> [Work instructions]
Return all lines of the records that contain the word "below".

> [Data provided]
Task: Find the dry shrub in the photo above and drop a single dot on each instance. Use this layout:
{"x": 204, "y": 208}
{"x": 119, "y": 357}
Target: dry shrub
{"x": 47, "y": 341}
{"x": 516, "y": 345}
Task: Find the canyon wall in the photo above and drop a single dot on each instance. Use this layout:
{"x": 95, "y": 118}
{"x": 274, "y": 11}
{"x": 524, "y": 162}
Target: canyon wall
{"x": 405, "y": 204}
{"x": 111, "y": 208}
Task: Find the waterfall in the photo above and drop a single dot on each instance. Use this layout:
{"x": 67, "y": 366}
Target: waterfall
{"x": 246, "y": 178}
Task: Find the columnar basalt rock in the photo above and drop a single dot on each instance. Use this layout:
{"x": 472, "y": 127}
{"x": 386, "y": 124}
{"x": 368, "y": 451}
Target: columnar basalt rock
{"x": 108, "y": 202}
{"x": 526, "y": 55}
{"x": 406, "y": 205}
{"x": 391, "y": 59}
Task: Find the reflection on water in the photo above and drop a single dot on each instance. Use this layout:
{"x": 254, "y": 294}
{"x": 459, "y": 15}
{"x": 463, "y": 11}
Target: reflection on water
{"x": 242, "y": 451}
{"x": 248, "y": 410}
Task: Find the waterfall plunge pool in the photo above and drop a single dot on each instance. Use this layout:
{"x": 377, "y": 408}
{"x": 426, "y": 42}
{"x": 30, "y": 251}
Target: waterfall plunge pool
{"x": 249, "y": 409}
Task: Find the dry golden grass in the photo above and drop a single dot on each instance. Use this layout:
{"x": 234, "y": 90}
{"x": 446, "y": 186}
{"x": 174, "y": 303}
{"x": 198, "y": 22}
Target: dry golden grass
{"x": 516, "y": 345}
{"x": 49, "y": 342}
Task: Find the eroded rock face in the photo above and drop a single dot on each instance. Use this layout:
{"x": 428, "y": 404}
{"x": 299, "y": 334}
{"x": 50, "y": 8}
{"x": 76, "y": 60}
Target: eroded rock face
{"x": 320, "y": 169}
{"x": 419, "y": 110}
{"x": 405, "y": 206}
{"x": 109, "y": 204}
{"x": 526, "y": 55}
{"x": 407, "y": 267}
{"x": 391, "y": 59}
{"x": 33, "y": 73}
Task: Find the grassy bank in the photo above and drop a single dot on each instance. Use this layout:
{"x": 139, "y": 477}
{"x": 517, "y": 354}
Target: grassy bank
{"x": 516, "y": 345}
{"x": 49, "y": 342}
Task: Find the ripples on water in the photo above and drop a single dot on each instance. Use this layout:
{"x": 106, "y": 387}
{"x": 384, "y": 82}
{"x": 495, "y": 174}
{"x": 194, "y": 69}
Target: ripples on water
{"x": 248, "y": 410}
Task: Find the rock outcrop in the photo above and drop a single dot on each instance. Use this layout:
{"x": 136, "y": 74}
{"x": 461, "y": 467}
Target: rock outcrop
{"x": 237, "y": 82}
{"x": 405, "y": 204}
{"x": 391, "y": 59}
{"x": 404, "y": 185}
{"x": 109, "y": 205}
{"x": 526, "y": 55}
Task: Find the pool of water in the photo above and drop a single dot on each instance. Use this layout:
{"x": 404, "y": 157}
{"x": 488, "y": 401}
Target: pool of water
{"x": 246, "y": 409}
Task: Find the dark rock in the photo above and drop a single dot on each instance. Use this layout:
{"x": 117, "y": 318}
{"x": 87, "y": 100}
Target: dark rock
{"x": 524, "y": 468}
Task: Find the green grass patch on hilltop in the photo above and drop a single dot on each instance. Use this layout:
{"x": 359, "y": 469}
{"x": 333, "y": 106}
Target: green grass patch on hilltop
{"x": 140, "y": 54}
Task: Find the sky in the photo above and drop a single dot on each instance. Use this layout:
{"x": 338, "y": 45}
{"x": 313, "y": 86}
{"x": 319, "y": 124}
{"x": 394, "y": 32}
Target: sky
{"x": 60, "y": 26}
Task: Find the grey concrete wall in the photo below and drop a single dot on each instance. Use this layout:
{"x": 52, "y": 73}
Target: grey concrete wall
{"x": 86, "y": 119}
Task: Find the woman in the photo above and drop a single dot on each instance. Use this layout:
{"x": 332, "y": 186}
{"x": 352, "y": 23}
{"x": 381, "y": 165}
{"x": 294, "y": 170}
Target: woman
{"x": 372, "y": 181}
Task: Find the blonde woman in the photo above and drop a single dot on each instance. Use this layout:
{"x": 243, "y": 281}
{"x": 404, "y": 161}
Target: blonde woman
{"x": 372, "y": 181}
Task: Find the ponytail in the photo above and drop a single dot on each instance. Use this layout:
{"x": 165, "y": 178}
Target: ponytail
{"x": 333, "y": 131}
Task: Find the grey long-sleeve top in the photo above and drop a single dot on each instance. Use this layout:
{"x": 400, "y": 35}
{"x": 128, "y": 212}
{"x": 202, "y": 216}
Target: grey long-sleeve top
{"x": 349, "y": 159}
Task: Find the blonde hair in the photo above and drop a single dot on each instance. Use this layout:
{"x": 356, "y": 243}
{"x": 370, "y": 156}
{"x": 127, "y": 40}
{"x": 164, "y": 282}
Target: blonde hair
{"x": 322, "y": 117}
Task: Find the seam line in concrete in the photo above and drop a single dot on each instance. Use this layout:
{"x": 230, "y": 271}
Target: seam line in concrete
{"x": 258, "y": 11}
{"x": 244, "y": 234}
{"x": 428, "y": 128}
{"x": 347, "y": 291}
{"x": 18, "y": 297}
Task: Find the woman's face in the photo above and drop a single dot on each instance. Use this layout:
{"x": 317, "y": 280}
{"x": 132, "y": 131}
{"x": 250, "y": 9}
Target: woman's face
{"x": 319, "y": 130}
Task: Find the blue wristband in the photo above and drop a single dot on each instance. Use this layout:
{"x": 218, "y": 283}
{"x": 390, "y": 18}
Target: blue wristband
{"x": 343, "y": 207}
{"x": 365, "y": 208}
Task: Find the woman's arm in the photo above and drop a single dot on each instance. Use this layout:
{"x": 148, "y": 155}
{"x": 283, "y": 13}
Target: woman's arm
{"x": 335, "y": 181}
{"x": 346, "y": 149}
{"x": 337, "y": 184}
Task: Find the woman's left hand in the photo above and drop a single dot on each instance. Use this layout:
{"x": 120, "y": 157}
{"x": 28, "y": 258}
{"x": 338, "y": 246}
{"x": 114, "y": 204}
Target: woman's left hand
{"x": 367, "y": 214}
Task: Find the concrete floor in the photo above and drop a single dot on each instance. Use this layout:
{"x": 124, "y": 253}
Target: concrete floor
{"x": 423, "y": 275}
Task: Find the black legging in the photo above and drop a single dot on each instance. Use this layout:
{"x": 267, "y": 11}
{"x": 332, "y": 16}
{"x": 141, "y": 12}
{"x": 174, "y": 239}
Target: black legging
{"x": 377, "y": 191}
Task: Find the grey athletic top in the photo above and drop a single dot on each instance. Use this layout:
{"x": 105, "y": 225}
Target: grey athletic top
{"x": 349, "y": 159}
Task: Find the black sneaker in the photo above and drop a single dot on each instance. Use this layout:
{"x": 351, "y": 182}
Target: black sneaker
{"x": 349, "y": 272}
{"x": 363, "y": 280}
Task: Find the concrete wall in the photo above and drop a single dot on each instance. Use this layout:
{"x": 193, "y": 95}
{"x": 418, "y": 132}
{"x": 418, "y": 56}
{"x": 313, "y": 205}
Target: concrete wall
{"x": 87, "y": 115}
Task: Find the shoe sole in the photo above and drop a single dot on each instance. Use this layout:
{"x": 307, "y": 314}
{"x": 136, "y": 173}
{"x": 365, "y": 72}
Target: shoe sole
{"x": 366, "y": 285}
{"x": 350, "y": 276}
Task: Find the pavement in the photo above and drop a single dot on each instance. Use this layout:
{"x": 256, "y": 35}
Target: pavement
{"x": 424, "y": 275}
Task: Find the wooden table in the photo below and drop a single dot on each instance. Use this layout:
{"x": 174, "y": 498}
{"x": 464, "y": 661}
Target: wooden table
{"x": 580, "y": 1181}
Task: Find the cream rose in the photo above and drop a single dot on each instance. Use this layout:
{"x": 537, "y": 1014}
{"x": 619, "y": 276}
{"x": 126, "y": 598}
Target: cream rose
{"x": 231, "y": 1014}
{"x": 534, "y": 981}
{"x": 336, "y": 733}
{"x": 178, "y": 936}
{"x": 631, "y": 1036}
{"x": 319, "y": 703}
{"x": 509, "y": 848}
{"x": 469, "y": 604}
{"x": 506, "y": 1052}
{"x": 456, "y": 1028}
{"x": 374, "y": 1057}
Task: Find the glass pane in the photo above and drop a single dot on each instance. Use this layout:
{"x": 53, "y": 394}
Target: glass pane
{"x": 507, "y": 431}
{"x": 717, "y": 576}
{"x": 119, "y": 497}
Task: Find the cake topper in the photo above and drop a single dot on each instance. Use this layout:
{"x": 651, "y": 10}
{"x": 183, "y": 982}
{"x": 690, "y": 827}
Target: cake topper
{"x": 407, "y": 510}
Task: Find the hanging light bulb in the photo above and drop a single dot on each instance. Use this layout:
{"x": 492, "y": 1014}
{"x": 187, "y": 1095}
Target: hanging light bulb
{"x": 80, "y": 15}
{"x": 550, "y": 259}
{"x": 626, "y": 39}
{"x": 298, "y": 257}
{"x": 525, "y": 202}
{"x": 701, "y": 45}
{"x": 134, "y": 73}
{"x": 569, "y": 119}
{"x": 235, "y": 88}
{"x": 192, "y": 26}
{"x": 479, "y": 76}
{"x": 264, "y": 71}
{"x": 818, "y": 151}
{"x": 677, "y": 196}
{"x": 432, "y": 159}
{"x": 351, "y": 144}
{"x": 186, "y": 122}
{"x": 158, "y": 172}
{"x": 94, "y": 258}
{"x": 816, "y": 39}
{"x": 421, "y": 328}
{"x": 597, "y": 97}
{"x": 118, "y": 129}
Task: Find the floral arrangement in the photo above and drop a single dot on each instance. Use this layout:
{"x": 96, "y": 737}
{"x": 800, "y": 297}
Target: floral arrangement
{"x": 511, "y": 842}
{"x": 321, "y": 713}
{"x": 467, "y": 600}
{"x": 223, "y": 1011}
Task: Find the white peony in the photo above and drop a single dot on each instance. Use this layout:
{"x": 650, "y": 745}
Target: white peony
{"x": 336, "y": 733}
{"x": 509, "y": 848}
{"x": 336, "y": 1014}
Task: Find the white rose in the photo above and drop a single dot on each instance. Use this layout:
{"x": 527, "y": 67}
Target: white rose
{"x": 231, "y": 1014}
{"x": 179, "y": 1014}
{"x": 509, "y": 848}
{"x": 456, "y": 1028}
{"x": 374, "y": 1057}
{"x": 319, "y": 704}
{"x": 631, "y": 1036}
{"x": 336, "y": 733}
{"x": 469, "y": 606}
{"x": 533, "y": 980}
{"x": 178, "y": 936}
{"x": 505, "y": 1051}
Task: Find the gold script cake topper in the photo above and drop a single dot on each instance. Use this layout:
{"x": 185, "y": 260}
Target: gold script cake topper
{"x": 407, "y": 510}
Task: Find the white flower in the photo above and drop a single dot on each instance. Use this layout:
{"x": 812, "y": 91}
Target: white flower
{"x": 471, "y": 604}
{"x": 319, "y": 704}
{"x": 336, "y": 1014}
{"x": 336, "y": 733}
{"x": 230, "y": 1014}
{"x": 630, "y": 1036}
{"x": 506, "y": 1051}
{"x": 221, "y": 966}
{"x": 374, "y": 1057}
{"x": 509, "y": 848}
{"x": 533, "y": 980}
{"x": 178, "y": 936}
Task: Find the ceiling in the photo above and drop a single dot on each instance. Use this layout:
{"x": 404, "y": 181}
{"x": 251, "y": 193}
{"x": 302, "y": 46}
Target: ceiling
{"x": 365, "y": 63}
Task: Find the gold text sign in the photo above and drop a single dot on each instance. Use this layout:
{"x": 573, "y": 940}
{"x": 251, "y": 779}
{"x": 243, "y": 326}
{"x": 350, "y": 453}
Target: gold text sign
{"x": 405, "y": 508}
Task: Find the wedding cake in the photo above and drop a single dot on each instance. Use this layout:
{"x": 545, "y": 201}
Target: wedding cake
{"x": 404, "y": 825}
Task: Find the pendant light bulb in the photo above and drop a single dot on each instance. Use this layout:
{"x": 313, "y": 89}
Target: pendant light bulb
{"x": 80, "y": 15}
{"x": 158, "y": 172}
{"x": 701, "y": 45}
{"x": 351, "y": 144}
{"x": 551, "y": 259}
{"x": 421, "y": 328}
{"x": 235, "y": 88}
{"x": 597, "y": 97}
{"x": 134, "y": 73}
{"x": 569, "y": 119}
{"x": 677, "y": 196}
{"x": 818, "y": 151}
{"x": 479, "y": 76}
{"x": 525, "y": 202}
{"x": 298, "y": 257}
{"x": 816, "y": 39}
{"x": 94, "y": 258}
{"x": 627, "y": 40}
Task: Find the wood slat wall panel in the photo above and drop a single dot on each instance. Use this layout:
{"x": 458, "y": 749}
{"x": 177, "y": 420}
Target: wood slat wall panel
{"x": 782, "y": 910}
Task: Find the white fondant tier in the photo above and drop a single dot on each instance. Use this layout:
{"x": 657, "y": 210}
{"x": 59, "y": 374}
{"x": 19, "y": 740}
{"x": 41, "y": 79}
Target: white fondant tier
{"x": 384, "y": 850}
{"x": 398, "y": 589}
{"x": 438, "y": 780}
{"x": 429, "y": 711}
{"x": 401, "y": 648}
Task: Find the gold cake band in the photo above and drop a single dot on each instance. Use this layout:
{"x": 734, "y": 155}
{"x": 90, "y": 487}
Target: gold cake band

> [Problem solution]
Task: Find the grey concrete wall in the photo below and drop a single dot on each instance. Use this layout:
Task: Find the wooden table in the photo below and drop a single dot on each instance. Use this layout:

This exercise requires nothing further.